Exercise data:
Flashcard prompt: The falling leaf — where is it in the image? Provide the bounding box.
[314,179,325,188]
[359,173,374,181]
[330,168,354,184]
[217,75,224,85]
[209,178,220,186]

What you have to do: Reproduce the material in full. Keep it identical to the original.

Solution below:
Flashcard prompt: The falling leaf — where is it in the image? Provide the bounding box.
[314,179,325,188]
[359,173,374,181]
[330,168,354,184]
[217,75,224,85]
[209,178,220,186]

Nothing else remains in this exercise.